## START DATA EXCERPTS
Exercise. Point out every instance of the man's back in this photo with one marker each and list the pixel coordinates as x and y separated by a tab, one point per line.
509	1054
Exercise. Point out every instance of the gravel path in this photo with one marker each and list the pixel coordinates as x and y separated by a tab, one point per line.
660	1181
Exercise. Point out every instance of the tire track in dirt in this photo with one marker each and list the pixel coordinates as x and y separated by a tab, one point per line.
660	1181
## END DATA EXCERPTS
### [EXERCISE]
Give the listing above again, word for word.

### [RESPONSE TO THIS TASK]
Exercise. Point out every instance of the man's back in this photo with one marker each and list the pixel coordinates as x and y separated by a tab, one point per line.
509	1054
Exercise. Point out every instance of the gravel path in this photo with one marker each and list the pixel coordinates as x and y separated by a tab, one point per line.
660	1181
Exercise. Point out every instance of the tire track in dirt in this photo with one marker each and list the pixel coordinates as x and y separated by a tab, one point per line.
660	1181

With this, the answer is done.